══ Materials provided ══

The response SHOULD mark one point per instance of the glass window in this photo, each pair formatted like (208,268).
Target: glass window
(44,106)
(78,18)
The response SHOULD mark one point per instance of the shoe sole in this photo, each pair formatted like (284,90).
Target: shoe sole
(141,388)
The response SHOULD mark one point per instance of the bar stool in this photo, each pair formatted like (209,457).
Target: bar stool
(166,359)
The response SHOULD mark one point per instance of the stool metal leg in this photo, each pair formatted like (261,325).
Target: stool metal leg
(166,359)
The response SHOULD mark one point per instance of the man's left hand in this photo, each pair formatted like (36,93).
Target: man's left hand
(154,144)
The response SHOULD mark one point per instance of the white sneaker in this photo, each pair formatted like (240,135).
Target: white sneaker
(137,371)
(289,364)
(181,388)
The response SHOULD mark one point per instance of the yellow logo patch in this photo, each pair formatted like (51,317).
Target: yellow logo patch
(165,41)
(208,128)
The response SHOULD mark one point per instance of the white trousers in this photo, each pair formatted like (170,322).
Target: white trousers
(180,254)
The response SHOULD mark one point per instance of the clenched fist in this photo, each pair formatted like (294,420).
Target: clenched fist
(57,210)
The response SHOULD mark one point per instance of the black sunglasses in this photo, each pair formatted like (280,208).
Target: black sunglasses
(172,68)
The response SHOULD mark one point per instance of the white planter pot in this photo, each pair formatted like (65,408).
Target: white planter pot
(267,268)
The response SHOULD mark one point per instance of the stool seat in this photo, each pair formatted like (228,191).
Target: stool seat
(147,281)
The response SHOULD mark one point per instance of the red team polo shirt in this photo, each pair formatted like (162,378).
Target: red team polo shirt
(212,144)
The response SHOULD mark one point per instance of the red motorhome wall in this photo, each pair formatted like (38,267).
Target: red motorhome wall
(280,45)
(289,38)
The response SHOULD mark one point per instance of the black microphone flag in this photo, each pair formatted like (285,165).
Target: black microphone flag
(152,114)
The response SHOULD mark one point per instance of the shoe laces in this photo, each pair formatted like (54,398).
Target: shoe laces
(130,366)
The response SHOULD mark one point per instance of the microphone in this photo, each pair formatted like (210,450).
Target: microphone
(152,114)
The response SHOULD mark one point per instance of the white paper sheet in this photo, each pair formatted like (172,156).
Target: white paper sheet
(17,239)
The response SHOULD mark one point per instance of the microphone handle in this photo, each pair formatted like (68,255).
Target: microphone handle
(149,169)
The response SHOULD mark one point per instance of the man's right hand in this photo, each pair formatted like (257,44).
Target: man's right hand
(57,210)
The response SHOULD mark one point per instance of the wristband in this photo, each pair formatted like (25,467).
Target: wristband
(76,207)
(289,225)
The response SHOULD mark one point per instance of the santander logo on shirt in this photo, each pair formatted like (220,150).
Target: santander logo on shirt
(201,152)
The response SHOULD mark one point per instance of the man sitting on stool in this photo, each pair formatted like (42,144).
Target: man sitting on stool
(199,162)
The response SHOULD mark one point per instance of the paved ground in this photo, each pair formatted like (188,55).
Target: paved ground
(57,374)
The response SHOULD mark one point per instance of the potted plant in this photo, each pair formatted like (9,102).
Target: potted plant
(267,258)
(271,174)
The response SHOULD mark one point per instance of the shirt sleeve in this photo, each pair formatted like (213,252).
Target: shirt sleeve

═══

▸ What is required
Could you please repeat the data exactly as given?

▸ The answer
The response SHOULD mark one point per instance of the glass window in this photo, each pair formatted like (208,268).
Target: glass window
(44,106)
(78,18)
The response SHOULD mark one point per instance of the shoe sole in this photo, each pair formatted like (284,90).
Target: shoe sole
(141,388)
The response SHOULD mark one point per instance of the bar stool in this photo, each pair formatted like (209,457).
Target: bar stool
(166,359)
The response SHOULD mark one point per instance of the stool metal leg in this photo, each pair formatted like (261,325).
Target: stool metal leg
(166,359)
The response SHOULD mark one point per instance of the man's left hand in this photo, each pair formatted like (36,93).
Target: man's left hand
(154,144)
The response SHOULD mark one point per instance of the white sneaker in this photo, each pair formatted like (240,135).
Target: white sneaker
(137,371)
(289,364)
(181,388)
The response SHOULD mark one point per instance of the yellow logo patch in this photo, each pair formatted like (51,317).
Target: yellow logo patch
(165,41)
(208,128)
The response SHOULD mark one point per instance of the white trousers in this photo, each pair formatted like (170,322).
Target: white trousers
(180,254)
The response SHOULD mark one point per instance of the clenched fist in this photo, each pair formatted like (294,420).
Target: clenched fist
(57,210)
The response SHOULD mark one point per instance of the black sunglasses in this photo, each pair formatted like (280,208).
Target: black sunglasses
(172,68)
The response SHOULD mark one point per instance of the white planter pot in this photo, each pair formatted like (65,408).
Target: white planter pot
(267,268)
The response SHOULD mark one point per instance of the stool seat in this photo, each pair formatted like (228,191).
Target: stool seat
(147,281)
The response SHOULD mark one point per instance of the red team polo shirt in this photo, each pair formatted like (162,378).
Target: red team polo shirt
(212,144)
The response SHOULD mark one point per instance of the red motorhome wall in this photo, each pair formatted like (38,267).
Target: red motorhome wall
(280,45)
(289,38)
The response SHOULD mark one point per instance of the black microphone flag in this photo, each pair formatted like (285,165).
Target: black microphone flag
(152,114)
The response SHOULD mark one point per instance of the shoe laces in this photo, each pair formatted like (54,398).
Target: shoe laces
(130,366)
The response SHOULD mark one point per instance of the microphone in this photo, each pair formatted like (210,450).
Target: microphone
(152,114)
The response SHOULD mark one point per instance of the white paper sheet in this photo, each pair formatted like (172,156).
Target: white paper sheet
(17,239)
The response SHOULD mark one point per instance of the microphone handle in this photo, each pair formatted like (68,255).
Target: microphone handle
(149,169)
The response SHOULD mark one point per instance of the man's right hand in this photo, each pair formatted like (257,44).
Target: man's right hand
(57,210)
The response SHOULD mark one point per instance of the wristband in this photo, each pair formatted like (25,467).
Target: wristband
(76,207)
(289,225)
The response SHOULD mark one point per instance of the santander logo on shirt in this photo, each pair formatted like (220,150).
Target: santander logo on shirt
(201,152)
The response SHOULD mark one point per instance of the man sitting on stool in this photo, each pair formatted like (42,144).
Target: man sitting on stool
(199,162)
The response SHOULD mark one point per instance of the paved ground in this photo, each pair formatted like (188,55).
Target: paved ground
(57,374)
The response SHOULD mark one point per instance of the potted plant in this photo, each pair formatted like (9,102).
Target: potted plant
(267,258)
(271,174)
The response SHOULD mark one point per instance of the shirt sleeve in this photo, each pair formatted like (213,252).
Target: shirt sleeve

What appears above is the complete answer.